WHAT THE TASK ASKS
Please retype the data below exactly, leaving out the pictures.

RECORDS SUPPLIED
━━━

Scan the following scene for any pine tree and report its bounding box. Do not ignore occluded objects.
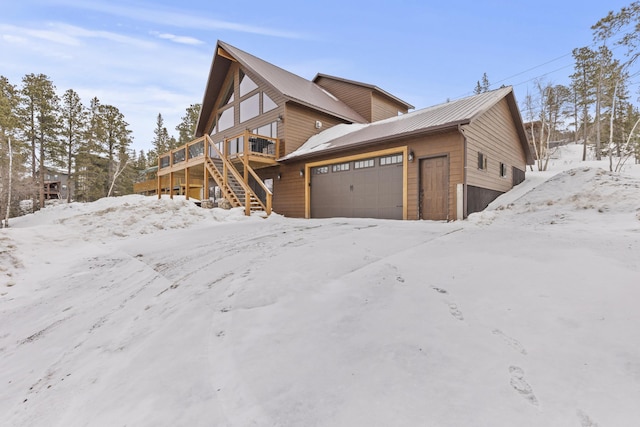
[99,105,133,196]
[19,74,63,208]
[61,89,88,203]
[570,47,598,161]
[151,113,173,155]
[176,104,202,146]
[473,73,491,95]
[0,76,25,224]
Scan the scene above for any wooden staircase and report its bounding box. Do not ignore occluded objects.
[205,151,271,215]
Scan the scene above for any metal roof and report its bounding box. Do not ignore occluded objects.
[312,73,416,110]
[279,86,530,161]
[218,41,366,123]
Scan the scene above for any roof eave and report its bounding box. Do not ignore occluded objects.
[283,94,368,123]
[311,73,416,110]
[277,119,469,163]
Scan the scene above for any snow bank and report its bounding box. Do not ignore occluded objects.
[0,146,640,427]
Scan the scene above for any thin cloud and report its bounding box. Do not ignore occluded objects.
[151,31,204,46]
[0,25,80,46]
[53,0,304,39]
[0,23,154,48]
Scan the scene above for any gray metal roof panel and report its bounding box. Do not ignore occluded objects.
[281,87,512,160]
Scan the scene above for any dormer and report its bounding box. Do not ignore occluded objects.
[313,74,415,123]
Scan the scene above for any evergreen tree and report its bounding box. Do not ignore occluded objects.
[20,74,63,208]
[151,113,173,155]
[0,76,29,222]
[99,105,131,196]
[176,104,202,146]
[74,97,108,202]
[570,47,598,161]
[473,73,491,95]
[61,89,88,203]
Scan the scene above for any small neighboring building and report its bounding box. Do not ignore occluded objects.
[157,41,533,220]
[43,167,73,200]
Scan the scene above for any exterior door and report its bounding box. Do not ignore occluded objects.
[419,156,449,221]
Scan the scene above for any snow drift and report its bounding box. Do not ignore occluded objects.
[0,147,640,427]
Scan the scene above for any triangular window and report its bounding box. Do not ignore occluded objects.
[220,79,233,107]
[240,71,258,97]
[262,92,278,113]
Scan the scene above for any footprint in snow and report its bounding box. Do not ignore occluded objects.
[509,366,538,406]
[493,329,527,355]
[449,304,464,320]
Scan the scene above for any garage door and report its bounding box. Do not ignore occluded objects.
[311,154,403,219]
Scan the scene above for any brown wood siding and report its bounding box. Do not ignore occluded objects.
[316,77,373,122]
[464,99,526,192]
[371,93,407,122]
[280,102,345,156]
[273,131,464,220]
[258,164,305,218]
[206,63,285,142]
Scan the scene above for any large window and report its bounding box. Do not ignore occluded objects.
[220,79,234,107]
[209,70,278,138]
[240,71,258,97]
[251,122,278,138]
[240,93,260,123]
[262,92,278,113]
[218,107,235,132]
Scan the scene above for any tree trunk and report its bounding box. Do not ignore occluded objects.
[67,138,72,203]
[609,82,618,172]
[40,135,44,209]
[4,137,13,228]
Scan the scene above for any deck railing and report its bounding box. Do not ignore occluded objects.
[158,131,279,169]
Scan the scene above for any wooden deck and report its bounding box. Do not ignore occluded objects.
[156,131,279,215]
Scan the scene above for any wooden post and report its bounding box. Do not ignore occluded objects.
[156,155,162,199]
[184,167,191,200]
[202,139,210,200]
[169,171,173,200]
[242,130,251,216]
[222,138,229,191]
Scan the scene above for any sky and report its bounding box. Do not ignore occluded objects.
[0,144,640,427]
[0,0,630,151]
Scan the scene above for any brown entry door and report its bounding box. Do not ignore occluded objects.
[419,156,449,221]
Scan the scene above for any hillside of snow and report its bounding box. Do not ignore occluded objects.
[0,146,640,427]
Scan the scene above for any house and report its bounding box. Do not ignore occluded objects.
[43,166,73,200]
[157,41,533,220]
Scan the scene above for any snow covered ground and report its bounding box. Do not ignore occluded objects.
[0,146,640,427]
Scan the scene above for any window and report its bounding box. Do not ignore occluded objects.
[478,153,487,170]
[218,107,235,132]
[209,117,218,135]
[313,166,329,175]
[500,163,507,178]
[240,71,258,97]
[262,92,278,113]
[251,122,278,138]
[264,178,273,194]
[331,163,349,172]
[380,154,402,166]
[220,79,233,107]
[240,93,260,123]
[353,159,376,169]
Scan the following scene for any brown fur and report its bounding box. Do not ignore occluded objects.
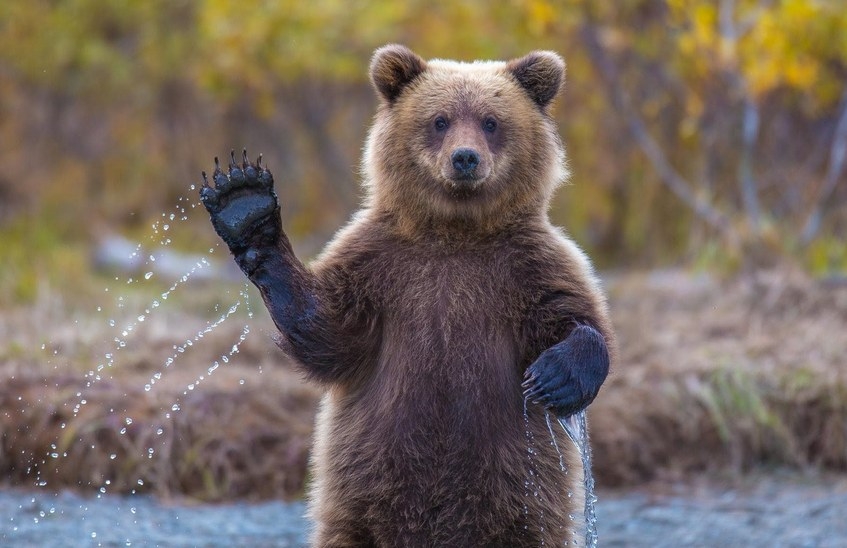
[283,46,614,546]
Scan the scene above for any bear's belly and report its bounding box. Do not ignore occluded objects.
[313,331,584,545]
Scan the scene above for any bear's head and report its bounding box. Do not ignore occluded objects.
[363,45,567,230]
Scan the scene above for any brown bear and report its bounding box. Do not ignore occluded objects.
[201,45,615,546]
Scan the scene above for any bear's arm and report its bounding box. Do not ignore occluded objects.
[523,274,615,417]
[200,150,376,383]
[249,232,379,383]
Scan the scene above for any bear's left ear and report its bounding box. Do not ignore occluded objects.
[370,44,426,104]
[506,51,565,110]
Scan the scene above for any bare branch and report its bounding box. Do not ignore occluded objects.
[800,87,847,246]
[582,20,735,240]
[719,0,761,232]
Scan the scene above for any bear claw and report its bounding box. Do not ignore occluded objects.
[200,149,281,256]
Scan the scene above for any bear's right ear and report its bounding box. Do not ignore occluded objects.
[370,44,426,104]
[506,51,565,110]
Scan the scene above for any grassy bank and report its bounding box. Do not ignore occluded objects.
[0,272,847,501]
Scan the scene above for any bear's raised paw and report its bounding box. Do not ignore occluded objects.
[200,149,281,259]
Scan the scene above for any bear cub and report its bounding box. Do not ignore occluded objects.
[201,45,615,546]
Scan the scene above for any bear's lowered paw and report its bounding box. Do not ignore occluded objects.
[200,149,281,262]
[522,325,609,418]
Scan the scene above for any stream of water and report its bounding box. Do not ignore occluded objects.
[558,410,598,548]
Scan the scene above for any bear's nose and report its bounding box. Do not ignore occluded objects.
[450,148,479,175]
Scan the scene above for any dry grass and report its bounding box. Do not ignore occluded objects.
[590,272,847,485]
[0,272,847,500]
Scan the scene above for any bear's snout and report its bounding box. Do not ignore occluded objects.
[450,148,479,179]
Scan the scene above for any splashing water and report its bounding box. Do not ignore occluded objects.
[33,185,253,506]
[554,410,597,548]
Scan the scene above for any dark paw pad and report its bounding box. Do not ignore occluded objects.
[200,150,279,253]
[523,325,609,417]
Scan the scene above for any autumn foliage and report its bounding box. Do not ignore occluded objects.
[0,0,847,288]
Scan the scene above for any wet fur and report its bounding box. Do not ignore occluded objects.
[204,46,615,546]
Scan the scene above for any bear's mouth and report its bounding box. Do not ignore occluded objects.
[445,174,482,199]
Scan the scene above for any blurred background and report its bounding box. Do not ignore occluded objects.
[0,0,847,299]
[0,0,847,544]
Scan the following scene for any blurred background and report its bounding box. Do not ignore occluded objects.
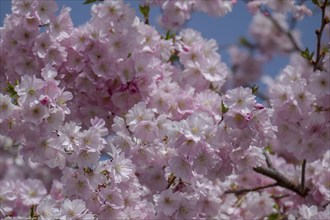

━━━

SOLVED EXERCISE
Scan the following scene for any pine tree and report its bounding box. Do not ignore occluded objects.
[99,105,133,196]
[19,74,63,208]
[61,89,88,203]
[570,47,598,161]
[151,113,173,155]
[176,104,202,146]
[473,73,491,95]
[0,76,25,224]
Scan the scene above for any wooden staircase and report its bounding box. Do not ignore occluded objects.
[205,151,271,215]
Scan the scene above for any metal roof and report its bounding box. Do not ignore occluded objects.
[312,73,416,110]
[279,86,530,161]
[218,41,366,123]
Scan the scene above for any roof eave and report its bounding box. Do not ignore occluded objects.
[283,94,368,123]
[311,73,416,110]
[277,119,469,163]
Scan the scene above for any snow bank and report its bounding box. Do not ignore occluded objects.
[0,146,640,427]
Scan the scene above for any thin cloud and report its bounding box. Do not ignore occluded objects.
[151,31,204,46]
[0,25,80,46]
[53,0,304,39]
[0,23,154,48]
Scan the scene above for any gray metal roof panel and report its bounding box. Do not ignore occluded objects.
[281,87,512,160]
Scan the scene above for any dormer and report its bounding box. Do not ignore occluded objects.
[313,74,415,123]
Scan the scene above for any evergreen tree and report its bounding box. Do not ignore occluded objects.
[20,74,63,208]
[151,113,173,155]
[0,76,29,222]
[99,105,131,196]
[176,104,202,146]
[74,97,108,202]
[570,47,598,161]
[473,73,491,95]
[61,89,88,203]
Scan the scene above for any small neighboring building and report its bounding box. Do not ignore occluded objects.
[157,41,533,220]
[43,167,73,200]
Scan the scene above for any exterior door and report its bounding box. Do not ignore occluded objects.
[419,156,449,221]
Scan the scene above for any snow drift and report its bounding box. Do not ignore occluded objects.
[0,147,640,427]
Scan the scene above for any triangular window and report its bounding box. Do not ignore occluded objects.
[220,79,233,107]
[240,71,258,97]
[262,92,278,113]
Scan the scene above for any footprint in snow and report its bounding box. Do not ignore occluded objects.
[509,366,538,406]
[493,329,527,355]
[449,304,464,320]
Scan the scene above for any garage door and report its bounding box. Do not ignore occluded objects.
[311,154,403,219]
Scan the scene above for any brown wood siding and report its bounding box. Do not ignore occluded objects.
[316,77,373,122]
[464,99,526,192]
[371,93,407,122]
[280,102,345,156]
[273,131,464,220]
[258,164,305,218]
[206,63,285,142]
Scan the scene above for any large window and report its bounding box. Do not ignore occluded objects.
[220,79,234,107]
[209,70,278,138]
[240,71,258,97]
[251,122,278,138]
[240,93,260,123]
[262,92,278,113]
[218,107,235,132]
Scan the scene above for any tree trunk and report its bounding box. Do not ignore occluded objects.
[67,138,72,203]
[609,82,618,172]
[40,135,44,209]
[4,137,13,228]
Scan the scene above for any deck railing and report its bounding box. Do not ignore occluded objects.
[158,131,279,169]
Scan the scene above for any wooden deck and report its bounding box. Do not ignore occluded objects.
[156,131,279,215]
Scan the scene above for any wooden post and report its bounding box. Do not ignore occluded objects.
[156,155,162,199]
[184,167,191,200]
[202,139,210,200]
[169,171,173,200]
[242,130,251,216]
[222,138,229,191]
Scan the scene above for any sky and report its bounding box. Do not ignore occluded objects.
[0,144,640,427]
[0,0,630,151]
Scan the scene above for any brown entry door and report its bounding box. Do not ignore occluded objects.
[419,156,449,221]
Scan the scene above for any hillside of snow and report its bounding box. Do not ignore occluded objects.
[0,146,640,427]
Scan the scene above for any house and report its bounding box. Do not ignore occluded objects.
[43,166,73,200]
[157,41,533,220]
Scan the scene above for any snow covered ground and report its bounding box. Do not ignore occluded objects.
[0,146,640,427]
Scan the scene above for any window and report its bounding box. Do not ignore occluded objects.
[478,153,487,170]
[218,107,235,132]
[209,117,218,135]
[313,166,329,175]
[500,163,507,178]
[240,71,258,97]
[262,92,278,113]
[251,122,278,138]
[264,178,273,194]
[331,163,349,172]
[380,154,402,166]
[220,79,233,107]
[240,93,260,123]
[353,159,376,169]
Scan the following scene for any brown fur and report its bounding box. Do not ignore occluded objects.
[283,46,614,546]
Scan the scene above for any bear's belly and report its bounding box. Do not ignore occluded objects.
[313,331,584,545]
Scan the scene above for any bear's head and report its bounding box. Do not ignore occluded objects.
[363,45,567,230]
Scan the scene above for any brown bear and report its bounding box. Do not ignore occluded objects.
[201,45,615,546]
Scan the scene above for any bear's arm and report its bounding box. Do not ignore occluded objects.
[523,274,615,417]
[200,150,376,383]
[249,232,379,383]
Scan the scene above for any bear's left ear and report its bounding box. Do not ignore occluded objects.
[370,44,426,104]
[506,51,565,110]
Scan the scene above for any bare branch and report its bounding box. Do not ignore occluded objects.
[800,87,847,246]
[582,20,735,240]
[719,0,761,232]
Scan the scene above for any bear claw and report its bounding box. Do not ignore occluded objects.
[200,149,281,256]
Scan the scene above for any bear's right ear and report its bounding box. Do not ignore occluded objects.
[370,44,426,104]
[506,51,565,110]
Scan the scene above for any grassy bank and report its bounding box. Do not ignore occluded objects.
[0,272,847,501]
Scan the scene above for any bear's raised paw and report its bounding box. Do not ignore occluded objects.
[200,149,281,259]
Scan the scene above for any bear cub and report its bounding box. Do not ignore occluded objects.
[201,45,615,546]
Scan the scene above for any bear's lowered paw and report its bounding box. Do not ignore occluded objects.
[200,149,281,262]
[522,325,609,418]
Scan the scene above for any stream of water and report its bounding box. Do not ignore occluded objects.
[558,410,598,548]
Scan the scene above for any bear's nose and report its bounding box. Do not ignore occluded objects.
[450,148,479,175]
Scan the scene above for any dry grass and report its bounding box. Do not ignore occluded objects.
[590,272,847,485]
[0,272,847,500]
Scan the scene above for any bear's snout and report its bounding box. Do not ignore occluded objects.
[450,148,479,179]
Scan the scene above for any splashing water and report its bounding box. Do not ignore occluded objects.
[33,185,253,506]
[554,410,597,548]
Scan the scene above for any dark paw pad and report its bounding box. Do not ignore occluded objects.
[200,150,279,253]
[523,325,609,417]
Scan the scene above for any autumn foliage and report its bounding box. Do not ignore occluded objects.
[0,0,847,288]
Scan the scene above for any wet fur and report its bounding box. Do not ignore occluded objects.
[204,46,615,546]
Scan the scene above for any bear's mouth and report its bounding box. Do not ignore occluded objects.
[445,174,482,199]
Scan the scene above for any blurred background and report its bounding box. Do not ignore occluded objects.
[0,0,847,299]
[0,0,847,544]
Scan the following scene for any blurred background and report its bounding box. Do not ignore occluded objects.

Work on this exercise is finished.